§ **Aufgaben**
1. Wie lässt sich der Lesetext über Grassers Befragung in zwei Sätzen zusammenfassen?
2. Schreibe den Lesetext von „Bereits in der“ bis „bisher bekannt war.“ neu und setze dabei „Bundesimmobilien“ anstelle von „Bundeswohnungen“ ein.
3. Wer hatte Grasser laut dem Lesetext vergangene Woche in seiner Aussage schwer belastet?

Bereits in der ersten Runde gibt es so viele Rufe zur Geschäftsordnung wie noch nie. Auf die Vorsitzende Gabriela Moser (Grüne) hageln Vorwürfe ein: Grasser würde unterbrechen, zu ausweichend antworten, die Unwahrheit sagen.

Moser versucht zu beruhigen: "Ich kann dem Zeugen nicht vorschreiben, wie er zu antworten hat." Grasser soll Fragen zur Privatisierung der Bundeswohnungen im Jahr 2004 beantworten. Der Ex-Minister steht unter Verdacht, das Vergabeverfahren beeinflusst zu haben. Erst vergangene Woche hatte Ex-Kabinettschef Heinrich Traumüller Grasser in seiner Aussage schwer belastet. Er gab zu, dass der damalige Minister deutlich mehr Insiderwissen in dem Bieterverfahren gehabt haben soll, als bisher bekannt war.

[Zeilen aus einem Datensatz]
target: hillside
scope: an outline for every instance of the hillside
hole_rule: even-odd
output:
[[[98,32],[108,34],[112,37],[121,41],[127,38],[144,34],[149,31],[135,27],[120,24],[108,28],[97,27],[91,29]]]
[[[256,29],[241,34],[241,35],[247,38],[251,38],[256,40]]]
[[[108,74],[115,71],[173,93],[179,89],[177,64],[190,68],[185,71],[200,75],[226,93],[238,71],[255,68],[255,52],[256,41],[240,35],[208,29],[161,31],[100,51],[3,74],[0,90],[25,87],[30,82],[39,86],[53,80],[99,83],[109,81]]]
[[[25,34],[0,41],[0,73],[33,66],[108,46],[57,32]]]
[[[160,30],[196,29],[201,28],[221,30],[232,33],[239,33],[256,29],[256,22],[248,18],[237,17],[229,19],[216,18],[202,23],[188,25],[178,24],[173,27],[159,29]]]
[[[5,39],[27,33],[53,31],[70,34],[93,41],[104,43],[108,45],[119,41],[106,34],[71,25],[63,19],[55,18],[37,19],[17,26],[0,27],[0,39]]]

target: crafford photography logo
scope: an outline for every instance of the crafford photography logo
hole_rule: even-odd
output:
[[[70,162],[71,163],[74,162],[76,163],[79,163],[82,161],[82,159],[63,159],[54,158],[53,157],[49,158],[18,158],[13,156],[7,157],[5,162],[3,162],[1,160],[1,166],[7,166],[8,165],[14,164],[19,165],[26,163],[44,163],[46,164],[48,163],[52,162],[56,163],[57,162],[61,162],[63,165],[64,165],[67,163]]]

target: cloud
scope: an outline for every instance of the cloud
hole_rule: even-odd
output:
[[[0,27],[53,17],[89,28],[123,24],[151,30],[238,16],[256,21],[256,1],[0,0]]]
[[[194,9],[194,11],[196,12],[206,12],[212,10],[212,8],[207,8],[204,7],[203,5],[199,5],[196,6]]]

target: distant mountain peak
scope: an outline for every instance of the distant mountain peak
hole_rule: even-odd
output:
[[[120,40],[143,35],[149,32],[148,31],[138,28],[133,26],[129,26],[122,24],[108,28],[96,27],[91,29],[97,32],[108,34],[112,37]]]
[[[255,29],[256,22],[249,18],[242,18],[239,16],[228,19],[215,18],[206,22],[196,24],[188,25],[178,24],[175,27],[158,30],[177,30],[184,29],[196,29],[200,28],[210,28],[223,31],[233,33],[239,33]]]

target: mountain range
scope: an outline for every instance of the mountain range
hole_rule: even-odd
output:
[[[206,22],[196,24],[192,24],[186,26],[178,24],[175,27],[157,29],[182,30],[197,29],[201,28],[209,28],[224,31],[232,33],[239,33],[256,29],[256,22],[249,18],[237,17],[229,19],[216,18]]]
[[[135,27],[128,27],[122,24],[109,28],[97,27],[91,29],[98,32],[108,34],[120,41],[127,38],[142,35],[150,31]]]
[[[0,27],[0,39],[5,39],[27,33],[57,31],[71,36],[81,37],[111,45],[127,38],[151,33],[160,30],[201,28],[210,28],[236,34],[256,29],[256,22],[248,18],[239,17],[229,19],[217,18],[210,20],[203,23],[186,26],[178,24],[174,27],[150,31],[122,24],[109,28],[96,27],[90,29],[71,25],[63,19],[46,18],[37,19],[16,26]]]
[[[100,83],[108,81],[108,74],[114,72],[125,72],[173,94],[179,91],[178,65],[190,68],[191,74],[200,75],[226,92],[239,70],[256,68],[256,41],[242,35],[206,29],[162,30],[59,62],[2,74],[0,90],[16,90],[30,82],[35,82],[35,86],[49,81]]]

§ **Antworten je Aufgabe**
1. In der ersten Runde gibt es so viele Rufe zur Geschäftsordnung wie noch nie, und auf die Vorsitzende Gabriela Moser hageln Vorwürfe ein, Grasser unterbreche, antworte zu ausweichend und sage die Unwahrheit. Grasser soll Fragen zur Privatisierung der Bundeswohnungen im Jahr 2004 beantworten, steht unter Verdacht, das Vergabeverfahren beeinflusst zu haben, und wurde vergangene Woche von Ex-Kabinettschef Heinrich Traumüller in dessen Aussage schwer belastet.

2.
Bereits in der ersten Runde gibt es so viele Rufe zur Geschäftsordnung wie noch nie. Auf die Vorsitzende Gabriela Moser (Grüne) hageln Vorwürfe ein: Grasser würde unterbrechen, zu ausweichend antworten, die Unwahrheit sagen.

Moser versucht zu beruhigen: "Ich kann dem Zeugen nicht vorschreiben, wie er zu antworten hat." Grasser soll Fragen zur Privatisierung der Bundesimmobilien im Jahr 2004 beantworten. Der Ex-Minister steht unter Verdacht, das Vergabeverfahren beeinflusst zu haben. Erst vergangene Woche hatte Ex-Kabinettschef Heinrich Traumüller Grasser in seiner Aussage schwer belastet. Er gab zu, dass der damalige Minister deutlich mehr Insiderwissen in dem Bieterverfahren gehabt haben soll, als bisher bekannt war.

3. Ex-Kabinettschef Heinrich Traumüller.